Starting at the line that contains "Task: Indicate the island" and ending with the last line of the material, write out each line again, offsetting every coordinate in the answer points by adding 108 to both numbers and copying the other lines unchanged. Give only those lines.

* **Data rows**
** begin **
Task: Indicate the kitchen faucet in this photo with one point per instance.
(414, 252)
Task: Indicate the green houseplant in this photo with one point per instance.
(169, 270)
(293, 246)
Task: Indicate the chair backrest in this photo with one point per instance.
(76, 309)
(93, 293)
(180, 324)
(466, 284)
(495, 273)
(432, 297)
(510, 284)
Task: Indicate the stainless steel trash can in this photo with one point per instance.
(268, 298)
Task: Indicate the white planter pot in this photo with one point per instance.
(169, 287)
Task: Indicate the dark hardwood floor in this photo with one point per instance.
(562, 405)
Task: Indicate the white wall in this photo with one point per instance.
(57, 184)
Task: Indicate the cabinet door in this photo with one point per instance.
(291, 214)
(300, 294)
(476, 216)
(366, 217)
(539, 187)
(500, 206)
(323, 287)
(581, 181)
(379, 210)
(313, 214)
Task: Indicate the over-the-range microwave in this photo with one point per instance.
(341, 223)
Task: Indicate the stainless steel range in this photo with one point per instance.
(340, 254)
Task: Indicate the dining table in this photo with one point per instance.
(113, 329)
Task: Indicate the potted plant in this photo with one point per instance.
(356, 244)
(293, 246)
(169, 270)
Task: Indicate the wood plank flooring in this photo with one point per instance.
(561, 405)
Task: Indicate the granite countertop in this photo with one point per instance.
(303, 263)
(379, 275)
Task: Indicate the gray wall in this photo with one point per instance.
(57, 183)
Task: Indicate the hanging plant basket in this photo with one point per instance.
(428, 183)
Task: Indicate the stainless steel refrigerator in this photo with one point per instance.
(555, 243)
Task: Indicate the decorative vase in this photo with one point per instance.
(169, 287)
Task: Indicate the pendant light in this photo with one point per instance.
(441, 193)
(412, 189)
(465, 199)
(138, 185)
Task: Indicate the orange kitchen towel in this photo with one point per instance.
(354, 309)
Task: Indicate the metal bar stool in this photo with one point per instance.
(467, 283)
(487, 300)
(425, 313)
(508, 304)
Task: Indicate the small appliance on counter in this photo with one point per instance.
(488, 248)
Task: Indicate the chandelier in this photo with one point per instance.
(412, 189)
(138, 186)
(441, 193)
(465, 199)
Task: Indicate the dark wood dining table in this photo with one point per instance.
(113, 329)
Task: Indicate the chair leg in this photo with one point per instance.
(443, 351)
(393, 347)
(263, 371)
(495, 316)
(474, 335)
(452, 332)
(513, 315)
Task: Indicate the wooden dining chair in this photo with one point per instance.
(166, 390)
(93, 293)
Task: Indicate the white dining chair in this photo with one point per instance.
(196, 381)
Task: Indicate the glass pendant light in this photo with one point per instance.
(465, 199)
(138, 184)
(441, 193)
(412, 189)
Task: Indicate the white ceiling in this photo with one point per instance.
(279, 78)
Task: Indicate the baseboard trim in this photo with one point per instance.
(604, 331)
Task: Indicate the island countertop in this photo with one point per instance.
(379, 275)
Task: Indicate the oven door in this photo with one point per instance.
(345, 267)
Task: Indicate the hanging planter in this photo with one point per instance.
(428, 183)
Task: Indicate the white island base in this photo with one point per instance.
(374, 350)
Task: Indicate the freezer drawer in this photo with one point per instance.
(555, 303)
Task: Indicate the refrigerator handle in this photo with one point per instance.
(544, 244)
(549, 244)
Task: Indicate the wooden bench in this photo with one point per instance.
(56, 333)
** end **
* **Finished task**
Task: Indicate the island countertop in this photo with one point per instance.
(487, 383)
Task: Indicate the oven door in this photo with one point per instance.
(453, 375)
Task: Indicate the hanging planter in this photo with one point per instance.
(536, 291)
Task: Indicate the white island base in this photo with one point per instance.
(482, 458)
Task: Indicate the freezer drawer in this photo with one point per instance.
(663, 411)
Task: Indicate the refrigerator handle in this photo with one point per instance.
(652, 352)
(657, 352)
Task: Indicate the wooden bench in this photo with one point per instance.
(164, 441)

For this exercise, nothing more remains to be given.